- [SUPPLIED MATERIAL]:
************
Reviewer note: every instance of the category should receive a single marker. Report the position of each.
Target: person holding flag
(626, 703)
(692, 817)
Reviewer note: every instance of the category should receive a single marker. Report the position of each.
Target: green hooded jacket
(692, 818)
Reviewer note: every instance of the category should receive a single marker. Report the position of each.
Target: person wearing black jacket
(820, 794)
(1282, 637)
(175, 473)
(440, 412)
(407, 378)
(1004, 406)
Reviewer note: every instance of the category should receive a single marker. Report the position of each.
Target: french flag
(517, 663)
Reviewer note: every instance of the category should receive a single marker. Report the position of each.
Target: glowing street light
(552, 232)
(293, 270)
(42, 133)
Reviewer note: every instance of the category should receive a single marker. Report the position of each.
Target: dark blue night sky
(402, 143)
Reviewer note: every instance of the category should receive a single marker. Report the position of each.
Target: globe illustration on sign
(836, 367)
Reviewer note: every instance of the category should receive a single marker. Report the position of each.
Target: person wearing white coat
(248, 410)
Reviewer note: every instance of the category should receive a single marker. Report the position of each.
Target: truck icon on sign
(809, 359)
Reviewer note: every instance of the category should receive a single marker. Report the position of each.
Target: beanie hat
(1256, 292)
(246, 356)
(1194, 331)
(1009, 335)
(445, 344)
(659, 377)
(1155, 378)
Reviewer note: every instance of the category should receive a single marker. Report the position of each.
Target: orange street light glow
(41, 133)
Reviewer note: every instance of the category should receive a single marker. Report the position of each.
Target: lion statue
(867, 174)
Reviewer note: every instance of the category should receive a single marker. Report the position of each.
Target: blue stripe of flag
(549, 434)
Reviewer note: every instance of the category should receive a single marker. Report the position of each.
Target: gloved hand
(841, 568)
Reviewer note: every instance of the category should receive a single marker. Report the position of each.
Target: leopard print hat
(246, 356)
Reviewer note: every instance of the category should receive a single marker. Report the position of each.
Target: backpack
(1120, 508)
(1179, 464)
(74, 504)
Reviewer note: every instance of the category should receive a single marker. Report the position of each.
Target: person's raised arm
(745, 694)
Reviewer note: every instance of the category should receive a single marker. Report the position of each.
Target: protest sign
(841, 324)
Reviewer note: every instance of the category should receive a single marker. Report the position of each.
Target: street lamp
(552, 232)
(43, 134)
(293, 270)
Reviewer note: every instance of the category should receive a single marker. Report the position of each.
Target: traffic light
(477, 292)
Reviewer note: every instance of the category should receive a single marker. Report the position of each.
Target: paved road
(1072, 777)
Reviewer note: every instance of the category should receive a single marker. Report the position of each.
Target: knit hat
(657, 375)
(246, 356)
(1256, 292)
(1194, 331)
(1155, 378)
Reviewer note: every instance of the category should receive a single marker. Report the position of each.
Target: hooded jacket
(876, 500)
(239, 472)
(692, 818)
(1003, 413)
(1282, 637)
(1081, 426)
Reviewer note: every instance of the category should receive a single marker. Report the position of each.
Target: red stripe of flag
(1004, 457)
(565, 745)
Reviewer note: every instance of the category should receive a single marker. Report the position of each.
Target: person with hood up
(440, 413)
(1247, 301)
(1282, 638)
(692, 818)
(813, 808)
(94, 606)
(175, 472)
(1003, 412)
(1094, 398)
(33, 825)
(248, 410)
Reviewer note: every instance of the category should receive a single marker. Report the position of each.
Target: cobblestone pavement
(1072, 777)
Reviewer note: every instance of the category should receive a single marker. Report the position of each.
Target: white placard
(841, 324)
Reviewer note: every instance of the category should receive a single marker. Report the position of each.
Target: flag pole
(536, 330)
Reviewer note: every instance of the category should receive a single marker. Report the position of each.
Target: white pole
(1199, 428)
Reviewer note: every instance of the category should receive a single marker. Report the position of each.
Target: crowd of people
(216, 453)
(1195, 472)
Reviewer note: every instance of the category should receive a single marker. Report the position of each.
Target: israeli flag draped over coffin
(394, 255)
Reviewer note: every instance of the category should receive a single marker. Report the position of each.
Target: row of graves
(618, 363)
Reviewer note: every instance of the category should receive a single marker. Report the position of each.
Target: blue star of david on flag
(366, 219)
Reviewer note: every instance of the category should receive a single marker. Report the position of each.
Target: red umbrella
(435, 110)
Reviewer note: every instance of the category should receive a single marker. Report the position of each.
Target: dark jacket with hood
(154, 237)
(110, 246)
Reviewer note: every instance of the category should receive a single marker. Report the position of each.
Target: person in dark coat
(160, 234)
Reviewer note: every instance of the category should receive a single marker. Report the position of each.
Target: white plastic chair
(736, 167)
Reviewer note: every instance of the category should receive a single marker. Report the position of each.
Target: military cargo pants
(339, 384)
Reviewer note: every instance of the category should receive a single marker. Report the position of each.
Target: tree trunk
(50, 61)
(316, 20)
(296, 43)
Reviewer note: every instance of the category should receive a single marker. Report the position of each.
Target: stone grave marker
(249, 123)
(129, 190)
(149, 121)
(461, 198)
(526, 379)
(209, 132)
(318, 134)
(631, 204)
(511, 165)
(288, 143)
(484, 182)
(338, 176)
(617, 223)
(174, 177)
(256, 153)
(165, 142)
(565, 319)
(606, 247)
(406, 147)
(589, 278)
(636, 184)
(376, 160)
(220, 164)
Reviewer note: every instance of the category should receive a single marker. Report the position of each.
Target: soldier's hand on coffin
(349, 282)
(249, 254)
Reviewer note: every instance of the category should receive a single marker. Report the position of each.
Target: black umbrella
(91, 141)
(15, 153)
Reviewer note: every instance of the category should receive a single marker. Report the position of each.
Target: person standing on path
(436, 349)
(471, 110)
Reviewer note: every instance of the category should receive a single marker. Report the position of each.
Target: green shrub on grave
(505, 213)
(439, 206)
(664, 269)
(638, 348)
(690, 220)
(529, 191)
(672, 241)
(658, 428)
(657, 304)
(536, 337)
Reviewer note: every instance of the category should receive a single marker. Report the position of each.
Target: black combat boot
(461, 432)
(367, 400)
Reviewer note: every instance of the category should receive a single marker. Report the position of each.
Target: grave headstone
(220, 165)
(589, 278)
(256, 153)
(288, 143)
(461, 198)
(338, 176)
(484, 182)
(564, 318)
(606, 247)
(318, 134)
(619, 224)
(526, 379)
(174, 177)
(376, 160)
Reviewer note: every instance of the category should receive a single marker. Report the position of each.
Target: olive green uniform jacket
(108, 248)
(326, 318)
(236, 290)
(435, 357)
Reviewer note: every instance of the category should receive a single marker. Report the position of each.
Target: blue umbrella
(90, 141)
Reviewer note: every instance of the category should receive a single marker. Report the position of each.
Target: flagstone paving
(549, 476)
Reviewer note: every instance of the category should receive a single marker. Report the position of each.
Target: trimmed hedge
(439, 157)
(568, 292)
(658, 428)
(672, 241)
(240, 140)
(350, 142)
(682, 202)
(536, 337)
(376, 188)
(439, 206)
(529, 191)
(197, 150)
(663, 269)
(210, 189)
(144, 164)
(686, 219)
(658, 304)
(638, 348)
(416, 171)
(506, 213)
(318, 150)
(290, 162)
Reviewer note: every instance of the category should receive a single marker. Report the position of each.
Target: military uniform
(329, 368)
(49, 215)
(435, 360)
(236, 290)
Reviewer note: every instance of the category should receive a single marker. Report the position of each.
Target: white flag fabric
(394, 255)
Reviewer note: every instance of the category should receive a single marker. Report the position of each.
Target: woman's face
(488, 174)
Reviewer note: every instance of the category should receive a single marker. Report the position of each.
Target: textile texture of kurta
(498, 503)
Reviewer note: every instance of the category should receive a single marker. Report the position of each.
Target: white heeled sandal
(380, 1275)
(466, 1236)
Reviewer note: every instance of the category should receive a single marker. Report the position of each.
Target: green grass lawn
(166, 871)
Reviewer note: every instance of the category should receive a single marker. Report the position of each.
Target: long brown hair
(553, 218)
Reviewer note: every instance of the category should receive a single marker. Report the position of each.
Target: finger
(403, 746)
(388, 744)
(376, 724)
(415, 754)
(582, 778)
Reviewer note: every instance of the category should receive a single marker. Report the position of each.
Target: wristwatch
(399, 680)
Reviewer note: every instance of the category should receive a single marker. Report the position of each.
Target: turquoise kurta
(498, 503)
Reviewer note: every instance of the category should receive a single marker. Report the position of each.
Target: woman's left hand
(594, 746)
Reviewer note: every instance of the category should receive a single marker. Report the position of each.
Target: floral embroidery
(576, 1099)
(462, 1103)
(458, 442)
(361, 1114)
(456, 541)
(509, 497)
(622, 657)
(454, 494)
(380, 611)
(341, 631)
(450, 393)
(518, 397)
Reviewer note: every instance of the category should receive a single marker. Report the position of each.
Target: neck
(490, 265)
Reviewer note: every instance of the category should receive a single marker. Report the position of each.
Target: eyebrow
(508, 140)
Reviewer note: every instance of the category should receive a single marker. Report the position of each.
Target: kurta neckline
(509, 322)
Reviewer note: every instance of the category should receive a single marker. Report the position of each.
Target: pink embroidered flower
************
- [EXERCISE INSTRUCTIONS]:
Count the lines in the listing above that contain the word "uniform". Give only the number.

- [THE ANSWER]:
2